++++ Record extracts ++++

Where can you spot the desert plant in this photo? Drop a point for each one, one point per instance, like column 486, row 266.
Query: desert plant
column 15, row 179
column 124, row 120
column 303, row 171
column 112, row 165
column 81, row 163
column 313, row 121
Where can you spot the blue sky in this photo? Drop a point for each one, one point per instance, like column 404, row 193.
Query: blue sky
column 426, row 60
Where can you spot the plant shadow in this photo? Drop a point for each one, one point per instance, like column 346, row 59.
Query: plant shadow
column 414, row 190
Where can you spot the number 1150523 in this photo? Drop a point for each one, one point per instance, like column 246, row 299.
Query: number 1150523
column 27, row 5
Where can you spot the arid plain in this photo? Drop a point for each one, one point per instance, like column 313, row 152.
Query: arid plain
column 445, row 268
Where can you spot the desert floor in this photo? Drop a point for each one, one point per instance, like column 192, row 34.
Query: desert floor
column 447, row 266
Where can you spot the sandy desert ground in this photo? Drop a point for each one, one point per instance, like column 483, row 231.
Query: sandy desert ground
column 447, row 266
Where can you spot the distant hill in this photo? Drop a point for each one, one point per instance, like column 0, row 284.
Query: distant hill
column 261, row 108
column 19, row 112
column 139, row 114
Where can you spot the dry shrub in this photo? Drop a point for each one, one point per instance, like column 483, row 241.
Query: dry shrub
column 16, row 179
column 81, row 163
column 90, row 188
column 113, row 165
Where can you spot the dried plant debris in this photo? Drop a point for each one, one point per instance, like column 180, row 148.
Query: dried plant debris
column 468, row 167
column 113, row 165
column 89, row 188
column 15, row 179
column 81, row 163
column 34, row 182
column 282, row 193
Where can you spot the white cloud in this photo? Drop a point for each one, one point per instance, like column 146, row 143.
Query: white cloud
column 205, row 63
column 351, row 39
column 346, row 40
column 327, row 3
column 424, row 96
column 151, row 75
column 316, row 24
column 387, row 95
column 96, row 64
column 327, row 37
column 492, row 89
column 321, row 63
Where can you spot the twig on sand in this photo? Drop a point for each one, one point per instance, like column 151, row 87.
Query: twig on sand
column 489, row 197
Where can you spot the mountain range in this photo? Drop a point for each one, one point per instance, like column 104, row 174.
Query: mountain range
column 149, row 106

++++
++++ Record extracts ++++

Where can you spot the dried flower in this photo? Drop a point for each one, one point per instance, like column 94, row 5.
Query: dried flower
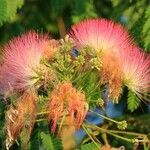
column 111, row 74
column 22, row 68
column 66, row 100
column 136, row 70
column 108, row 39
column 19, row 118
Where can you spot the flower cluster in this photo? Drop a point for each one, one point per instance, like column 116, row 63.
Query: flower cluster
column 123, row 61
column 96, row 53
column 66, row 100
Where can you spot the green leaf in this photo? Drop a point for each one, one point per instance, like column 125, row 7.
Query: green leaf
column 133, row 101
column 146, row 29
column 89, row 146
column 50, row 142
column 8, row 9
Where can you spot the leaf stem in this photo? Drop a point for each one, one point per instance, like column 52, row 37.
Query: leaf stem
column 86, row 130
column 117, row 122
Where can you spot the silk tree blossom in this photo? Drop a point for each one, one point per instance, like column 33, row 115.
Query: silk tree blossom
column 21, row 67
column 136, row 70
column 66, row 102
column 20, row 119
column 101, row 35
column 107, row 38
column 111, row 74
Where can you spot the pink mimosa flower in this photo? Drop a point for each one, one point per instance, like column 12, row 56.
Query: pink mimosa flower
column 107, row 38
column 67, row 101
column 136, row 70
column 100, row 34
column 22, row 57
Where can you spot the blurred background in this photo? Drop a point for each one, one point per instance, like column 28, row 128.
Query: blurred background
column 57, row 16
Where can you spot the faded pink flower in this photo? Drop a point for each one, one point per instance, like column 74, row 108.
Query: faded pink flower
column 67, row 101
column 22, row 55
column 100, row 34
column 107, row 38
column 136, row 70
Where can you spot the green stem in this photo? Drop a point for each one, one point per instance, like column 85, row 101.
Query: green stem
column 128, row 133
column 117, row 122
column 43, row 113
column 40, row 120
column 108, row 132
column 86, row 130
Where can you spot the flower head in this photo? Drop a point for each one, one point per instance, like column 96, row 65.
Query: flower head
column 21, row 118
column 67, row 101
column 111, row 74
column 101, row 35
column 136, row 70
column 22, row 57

++++

**Directive**
Copy out the rows above word for word, from the line holding "Where can you spot the desert plant" through the line holding "column 445, row 268", inclusive.

**Answer to this task**
Where can you spot the desert plant in this photo? Drop a point for each one, one point per instance, like column 486, row 266.
Query: desert plant
column 15, row 179
column 124, row 120
column 303, row 171
column 112, row 165
column 81, row 163
column 313, row 121
Where can you spot the blue sky in this photo? Drop a point for each one, one point per instance, like column 404, row 193.
Query: blue sky
column 426, row 60
Where can you spot the plant shadow in this photo? Drop a point for each one, one point per instance, like column 346, row 59.
Query: plant shadow
column 414, row 190
Where can you spot the number 1150523 in this photo? Drop a point for each one, one point per instance, like column 246, row 299.
Query: number 1150523
column 27, row 5
Where can you spot the arid plain in this photo? Drop a point for each one, one point per instance, like column 313, row 152.
Query: arid plain
column 445, row 268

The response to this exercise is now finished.